Work item: Line by line, print the records exactly as they are, dropping the pictures.

Data excerpts:
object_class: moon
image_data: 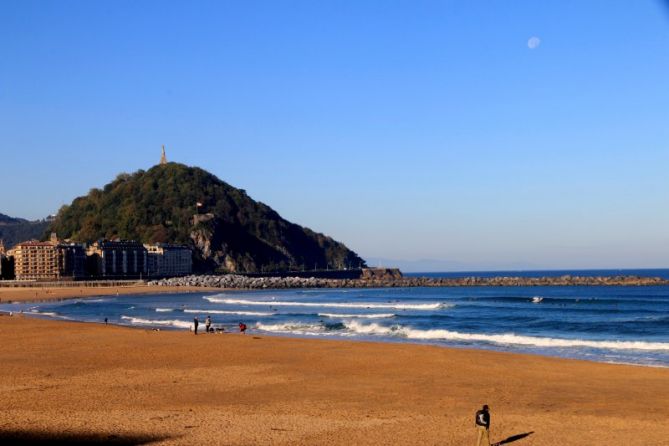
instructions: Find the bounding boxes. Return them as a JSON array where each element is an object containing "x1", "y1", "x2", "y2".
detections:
[{"x1": 528, "y1": 36, "x2": 541, "y2": 49}]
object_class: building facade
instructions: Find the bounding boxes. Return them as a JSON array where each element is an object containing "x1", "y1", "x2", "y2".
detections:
[
  {"x1": 145, "y1": 243, "x2": 192, "y2": 277},
  {"x1": 0, "y1": 254, "x2": 13, "y2": 280},
  {"x1": 58, "y1": 243, "x2": 87, "y2": 279},
  {"x1": 11, "y1": 240, "x2": 87, "y2": 281},
  {"x1": 87, "y1": 240, "x2": 148, "y2": 279},
  {"x1": 0, "y1": 241, "x2": 8, "y2": 279},
  {"x1": 12, "y1": 241, "x2": 59, "y2": 280}
]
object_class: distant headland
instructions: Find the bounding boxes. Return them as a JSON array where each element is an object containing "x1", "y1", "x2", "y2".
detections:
[{"x1": 1, "y1": 149, "x2": 365, "y2": 281}]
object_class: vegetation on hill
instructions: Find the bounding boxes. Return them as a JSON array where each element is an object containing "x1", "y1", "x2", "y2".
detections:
[
  {"x1": 0, "y1": 213, "x2": 50, "y2": 248},
  {"x1": 0, "y1": 213, "x2": 21, "y2": 224},
  {"x1": 48, "y1": 163, "x2": 366, "y2": 273}
]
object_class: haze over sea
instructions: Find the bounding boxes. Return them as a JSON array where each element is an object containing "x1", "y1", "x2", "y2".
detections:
[{"x1": 3, "y1": 269, "x2": 669, "y2": 367}]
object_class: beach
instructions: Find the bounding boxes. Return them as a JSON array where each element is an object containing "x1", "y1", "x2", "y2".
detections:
[
  {"x1": 0, "y1": 284, "x2": 217, "y2": 304},
  {"x1": 1, "y1": 313, "x2": 668, "y2": 445}
]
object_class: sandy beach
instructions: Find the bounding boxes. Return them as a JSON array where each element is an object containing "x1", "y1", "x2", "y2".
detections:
[
  {"x1": 0, "y1": 284, "x2": 218, "y2": 304},
  {"x1": 1, "y1": 313, "x2": 668, "y2": 445}
]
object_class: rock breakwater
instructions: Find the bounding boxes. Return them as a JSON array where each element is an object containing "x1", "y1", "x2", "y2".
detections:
[{"x1": 149, "y1": 274, "x2": 669, "y2": 289}]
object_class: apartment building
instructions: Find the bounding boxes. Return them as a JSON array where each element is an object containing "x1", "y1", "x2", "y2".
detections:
[
  {"x1": 11, "y1": 240, "x2": 87, "y2": 281},
  {"x1": 145, "y1": 243, "x2": 192, "y2": 277},
  {"x1": 87, "y1": 240, "x2": 148, "y2": 279},
  {"x1": 12, "y1": 241, "x2": 59, "y2": 280}
]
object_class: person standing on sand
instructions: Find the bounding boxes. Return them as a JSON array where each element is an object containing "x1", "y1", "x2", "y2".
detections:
[
  {"x1": 205, "y1": 315, "x2": 211, "y2": 333},
  {"x1": 193, "y1": 317, "x2": 199, "y2": 335},
  {"x1": 475, "y1": 404, "x2": 491, "y2": 446}
]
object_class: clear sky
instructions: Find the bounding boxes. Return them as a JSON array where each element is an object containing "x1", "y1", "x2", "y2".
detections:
[{"x1": 1, "y1": 1, "x2": 668, "y2": 270}]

Exercise response:
object_class: moon
image_data: 
instructions: Find the bounding boxes. Return them as a JSON array where each element is an object containing "x1", "y1", "x2", "y2".
detections:
[{"x1": 528, "y1": 36, "x2": 541, "y2": 49}]
object_class: building facade
instructions: Find the bounding boxes. Return them as a JSON array where each element is an object containing "x1", "y1", "x2", "y2".
detections:
[
  {"x1": 145, "y1": 243, "x2": 192, "y2": 277},
  {"x1": 0, "y1": 254, "x2": 13, "y2": 280},
  {"x1": 58, "y1": 243, "x2": 87, "y2": 279},
  {"x1": 11, "y1": 240, "x2": 87, "y2": 281},
  {"x1": 87, "y1": 240, "x2": 148, "y2": 279},
  {"x1": 0, "y1": 241, "x2": 8, "y2": 279},
  {"x1": 12, "y1": 241, "x2": 59, "y2": 280}
]
object_class: distant headland
instructions: Find the bounding boxes. Return them as a JSON array where each element is an object containing "x1", "y1", "x2", "y2".
detections:
[{"x1": 1, "y1": 149, "x2": 365, "y2": 281}]
object_class: vegetation on hill
instructions: Find the bounding boxes. Return them as a JSON array where each element is an object containing "x1", "y1", "x2", "y2".
detections:
[
  {"x1": 0, "y1": 213, "x2": 50, "y2": 248},
  {"x1": 0, "y1": 213, "x2": 21, "y2": 224},
  {"x1": 48, "y1": 163, "x2": 366, "y2": 273}
]
object_class: haze over sea
instructions: Find the bounding boxes. Return them as a JSON array where each element is an object containing "x1", "y1", "x2", "y2".
detections:
[{"x1": 3, "y1": 269, "x2": 669, "y2": 367}]
object_class: beach
instructions: Find the bounding boxes. Return them as a JSON array where each element is an object containing "x1", "y1", "x2", "y2".
detections:
[
  {"x1": 0, "y1": 284, "x2": 217, "y2": 304},
  {"x1": 1, "y1": 313, "x2": 668, "y2": 445}
]
object_class: sandy beach
instructions: Find the bounding boxes. Return them as a JSON array where each element is an object containing "x1", "y1", "x2", "y2".
detections:
[
  {"x1": 0, "y1": 284, "x2": 218, "y2": 304},
  {"x1": 1, "y1": 313, "x2": 668, "y2": 445}
]
object_class: rock breakwater
instructions: Find the bounding boxes. Return them as a JSON array where each element is an object containing "x1", "y1", "x2", "y2".
detections:
[{"x1": 149, "y1": 274, "x2": 669, "y2": 289}]
object_class: apartment building
instructions: Find the bounding boxes. Return them as a JSON array where each element is an object containing "x1", "y1", "x2", "y2".
detections:
[
  {"x1": 11, "y1": 240, "x2": 87, "y2": 281},
  {"x1": 145, "y1": 243, "x2": 192, "y2": 277},
  {"x1": 87, "y1": 240, "x2": 148, "y2": 279},
  {"x1": 12, "y1": 241, "x2": 59, "y2": 280}
]
object_class: person standing on sand
instructions: Find the bounding boxes. Return them as a JSON array where each element is an object containing "x1", "y1", "x2", "y2".
detections:
[
  {"x1": 205, "y1": 315, "x2": 211, "y2": 333},
  {"x1": 193, "y1": 317, "x2": 199, "y2": 335},
  {"x1": 475, "y1": 404, "x2": 491, "y2": 446}
]
object_class: clear sky
instructions: Find the bounding boxes. Return them as a JSON array where each element is an object containing "x1", "y1", "x2", "y2".
detections:
[{"x1": 1, "y1": 1, "x2": 668, "y2": 270}]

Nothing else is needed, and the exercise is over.